* [Task prompt]: Please show every line of the records below that contains the word "Target", copying each line in full.

* [Material for the task]:
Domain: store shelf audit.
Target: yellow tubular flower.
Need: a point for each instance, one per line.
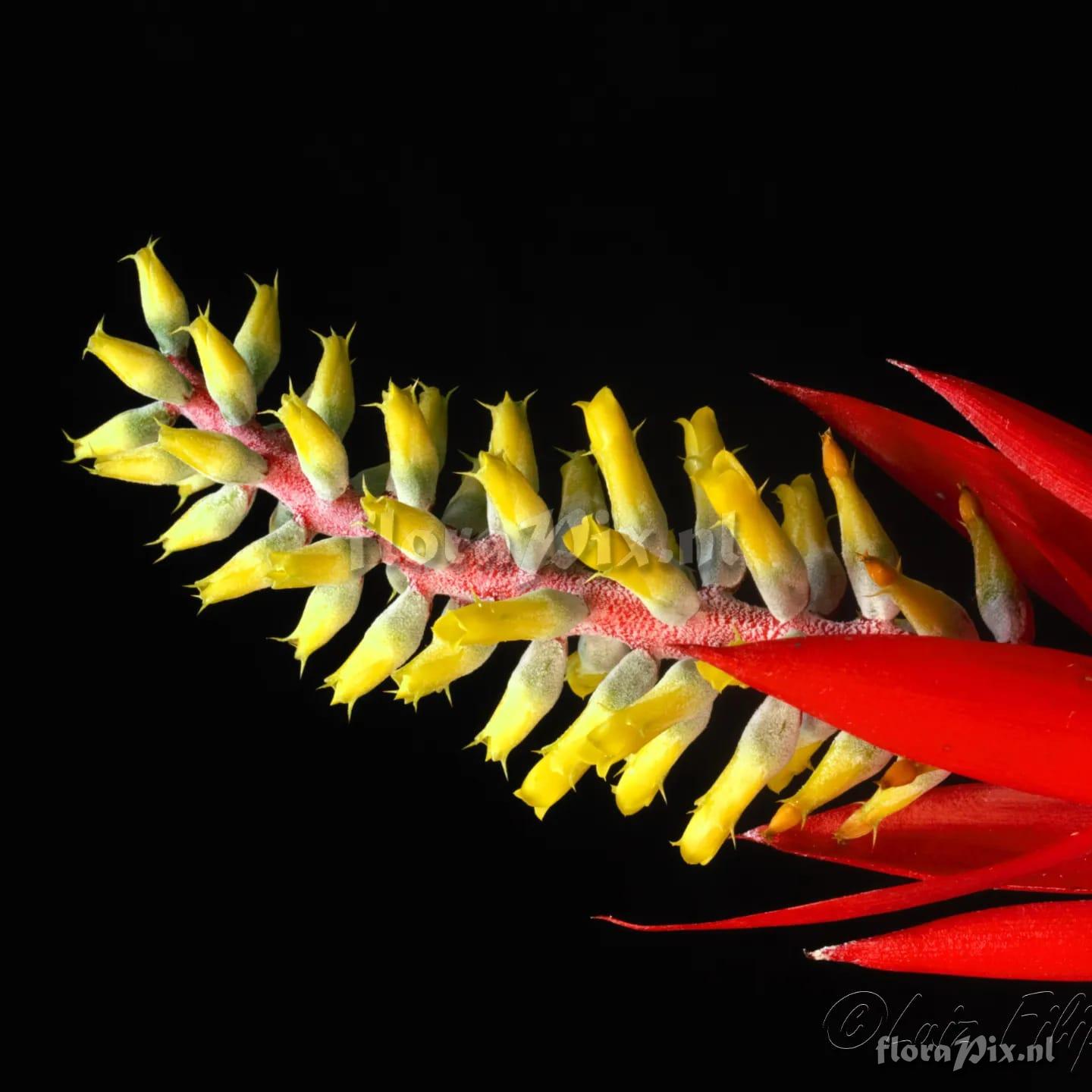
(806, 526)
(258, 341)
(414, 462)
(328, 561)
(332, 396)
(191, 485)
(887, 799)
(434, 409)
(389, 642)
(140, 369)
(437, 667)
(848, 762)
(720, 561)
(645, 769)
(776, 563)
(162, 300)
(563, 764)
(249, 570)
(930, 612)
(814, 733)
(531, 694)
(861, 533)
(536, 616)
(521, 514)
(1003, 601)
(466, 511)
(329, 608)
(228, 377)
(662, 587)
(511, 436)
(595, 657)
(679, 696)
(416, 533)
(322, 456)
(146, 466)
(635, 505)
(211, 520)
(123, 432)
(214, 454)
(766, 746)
--
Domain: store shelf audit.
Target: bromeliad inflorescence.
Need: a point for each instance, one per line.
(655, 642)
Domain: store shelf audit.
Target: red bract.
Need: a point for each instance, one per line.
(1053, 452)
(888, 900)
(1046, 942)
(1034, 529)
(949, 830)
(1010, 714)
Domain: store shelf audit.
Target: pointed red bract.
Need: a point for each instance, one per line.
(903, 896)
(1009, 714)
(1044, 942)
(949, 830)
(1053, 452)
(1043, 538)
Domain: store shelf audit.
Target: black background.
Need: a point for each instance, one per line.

* [Task result]:
Target: yellow tubular flower.
Target: bromeliad inflorescence.
Target: red bract.
Target: pointed red bract.
Target: black background.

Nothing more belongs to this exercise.